Task item
Set down every entry once more, character for character.

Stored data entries
--

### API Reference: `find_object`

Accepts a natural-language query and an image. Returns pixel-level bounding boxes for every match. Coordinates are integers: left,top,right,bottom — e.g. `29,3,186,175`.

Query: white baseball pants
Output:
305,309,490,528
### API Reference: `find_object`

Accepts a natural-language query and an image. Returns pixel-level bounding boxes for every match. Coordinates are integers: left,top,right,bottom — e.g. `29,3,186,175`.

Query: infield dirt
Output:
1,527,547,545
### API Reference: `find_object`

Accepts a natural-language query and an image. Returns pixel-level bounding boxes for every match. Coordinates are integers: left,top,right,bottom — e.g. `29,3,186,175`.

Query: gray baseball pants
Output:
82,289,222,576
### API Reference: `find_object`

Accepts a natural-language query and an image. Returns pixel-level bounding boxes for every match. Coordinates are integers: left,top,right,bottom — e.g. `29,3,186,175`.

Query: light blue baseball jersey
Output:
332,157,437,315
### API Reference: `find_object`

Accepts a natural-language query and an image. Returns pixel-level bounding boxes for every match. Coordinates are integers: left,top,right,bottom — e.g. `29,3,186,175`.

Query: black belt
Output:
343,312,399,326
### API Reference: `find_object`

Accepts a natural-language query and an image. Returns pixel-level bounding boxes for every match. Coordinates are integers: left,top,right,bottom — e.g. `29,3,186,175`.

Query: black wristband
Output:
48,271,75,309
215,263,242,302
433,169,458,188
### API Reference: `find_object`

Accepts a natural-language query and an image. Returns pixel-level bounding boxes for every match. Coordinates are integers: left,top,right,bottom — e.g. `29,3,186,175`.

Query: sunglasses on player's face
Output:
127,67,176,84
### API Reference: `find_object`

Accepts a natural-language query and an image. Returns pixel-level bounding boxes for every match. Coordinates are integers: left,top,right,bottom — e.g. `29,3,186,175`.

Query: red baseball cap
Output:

--

Response
### API Reference: `find_object`

Accepts a natural-language query and an image. Returns pixel-level bounding boxes for every match. Coordinates are integers: left,top,right,bottom — e.g. `29,3,186,175`.

Query: white baseball pants
Output:
305,309,490,528
### API Reference: `find_object`

Accepts a natural-language query and an image. Returns pixel-level bounding boxes for every match. Coordinates are integers: left,top,right,bottom — e.g. `29,3,186,175`.

Query: infield dirt
Output:
1,527,547,545
### API Reference: `find_object`

Accepts a natural-language query and an image. Returns pixel-level bounding boxes for every match. Coordinates are integers: left,top,right,bottom — e.g. `29,3,186,175`.

Query: gray baseball pants
Output:
82,289,222,576
### API Reference: `find_object`

Accepts a natural-language query and an image. Returns pixel-level bounding boxes for every match. Coordinates are integers: left,top,right,bottom — e.g. `29,3,186,175`.

Query: light blue baseball jersey
Output:
332,157,437,315
### API Reference: `find_object`

Accepts a natural-language query and an image. Returns pixel-level bounding boxes for every match. Coordinates are integers: left,top,right,bottom — e.g. `29,3,186,175`.

Query: black belt
Output:
343,312,399,326
### API Reference: `find_object`

Accepts a natural-language query and an image. Returns pixel-level bounding boxes for every match. Coordinates are integers: left,top,right,bottom — e.g. `29,3,186,175`.

Query: black wristband
Output:
48,271,75,309
215,263,242,302
433,169,458,188
### API Reference: `find_object`

Accepts a natural-language query and an image. Returns pixel-level bounding boxes for every match. Coordinates are integers: left,top,right,bottom — e.g. `29,3,186,175`.

Query: sunglasses on player's face
Output:
127,67,176,84
### API Reference: `find_object`

Accepts a natural-language query and an image. Returns pixel-level bounding boxes for every match. Coordinates are integers: left,top,right,bottom — e.g. `29,3,186,175`.

Query: red baseball cap
Output:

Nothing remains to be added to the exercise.